EXTRACTED TEXT —

By John Lira
I served two combat tours in Iraq as a United States Marine. Like many of my fellow veterans of Iraq and Afghanistan, I am familiar with the massive, gaping burn pits commonly used to quickly dispose of waste on forward operating bases.
Burn pits were a toxic catchall that produced a thick, noxious haze and blanketed everything within its immediate radius. Biohazards, including amputated limbs in some cases, car tires, batteries, and ordinary refuse, were frequently incinerated in the open pits.
Burn pit toxins are our generation’s “Agent Orange.”
Although the majority of burn pits are no longer operational, the consequence of their exposure looms large for millions of veterans. The fine particulate matter that burn pits produce is linked to severe health problems. Earlier this year, the Department of Veterans Affairs (VA) declared that nine rare respiratory cancers are presumed service-connected disabilities due to military-environmental exposures like burn pits.
The impact of burn pits on veterans is not abstract to me. One of my battle buddies died of cancer due to burn pit exposure less than a year ago. I met Franco Pacheco during my 2nd deployment to Iraq in 2005.
Franco found out he had terminal Glioblastoma in early 2020 and passed away in December 2021. He was convinced the development of his brain cancer was closely tied to burn pit exposure at Camp Hit, Iraq, and was working with advocates to make sure the VA recognized this so future veterans could receive the support he didn’t when he passed away.
His battle is now my battle.
Texas Republicans have made these vulnerable veterans the latest political football in Washington by aggressively opposing the bipartisan PACT Act to provide millions of veterans with desperately needed comprehensive VA medical care.

COLLECTED MATERIAL —
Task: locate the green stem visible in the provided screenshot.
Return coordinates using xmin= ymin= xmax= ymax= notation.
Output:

EXERCISE —
From the essay on burn pits above, reproduce the passage word for word, from "The impact of" up to and including "he passed away.".

WRITTEN RESPONSE —
The impact of burn pits on veterans is not abstract to me. One of my battle buddies died of cancer due to burn pit exposure less than a year ago. I met Franco Pacheco during my 2nd deployment to Iraq in 2005.
Franco found out he had terminal Glioblastoma in early 2020 and passed away in December 2021. He was convinced the development of his brain cancer was closely tied to burn pit exposure at Camp Hit, Iraq, and was working with advocates to make sure the VA recognized this so future veterans could receive the support he didn’t when he passed away.